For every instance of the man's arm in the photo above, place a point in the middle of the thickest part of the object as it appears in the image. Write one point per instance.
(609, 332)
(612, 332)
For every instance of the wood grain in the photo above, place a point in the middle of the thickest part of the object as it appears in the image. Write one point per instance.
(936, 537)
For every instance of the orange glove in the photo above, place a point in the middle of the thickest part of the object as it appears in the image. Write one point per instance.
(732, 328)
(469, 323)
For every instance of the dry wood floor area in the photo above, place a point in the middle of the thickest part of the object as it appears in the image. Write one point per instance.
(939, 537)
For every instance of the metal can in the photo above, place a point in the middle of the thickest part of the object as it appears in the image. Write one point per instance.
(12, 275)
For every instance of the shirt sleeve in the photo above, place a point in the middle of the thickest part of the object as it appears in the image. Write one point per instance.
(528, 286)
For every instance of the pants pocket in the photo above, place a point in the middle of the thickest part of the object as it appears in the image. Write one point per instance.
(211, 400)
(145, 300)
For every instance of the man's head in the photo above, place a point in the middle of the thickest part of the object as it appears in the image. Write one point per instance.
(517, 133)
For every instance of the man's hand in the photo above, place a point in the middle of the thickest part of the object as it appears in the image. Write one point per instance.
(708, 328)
- - - - -
▶ _PROBLEM_: Beginning at the line containing "For every instance of the dry", repeat each line exactly through the last line of the entries, and include no other lines.

▶ _EXPECTED OUTPUT_:
For every instance of the dry wood floor area in the photo above, place a point in the middle of the thickest part of the object as it appears in the image. Write one point per instance.
(939, 537)
For every instance of the metal can in the photo above, place a point in the middle of the thickest part of the object as it appears in the image. Write one point per instance.
(12, 275)
For every instance of the shirt sleeve in the photo above, place a point in the middle of the thickest part of the object as it appears in the image. Write one point per instance.
(528, 286)
For every instance of the pants pocket in the photo above, place a point in the middle of the thickest part of the object as it appears in the image. Write one point per instance.
(211, 400)
(145, 300)
For every instance of the man's head in the photo above, place a point in the middle of the thickest part of the object as it appears in the image. Write one point per instance.
(517, 133)
For every instance of the man's hand in the photo above, place a point in the middle of the thickest part of the object as it appears in the image. Write one point per instance.
(708, 328)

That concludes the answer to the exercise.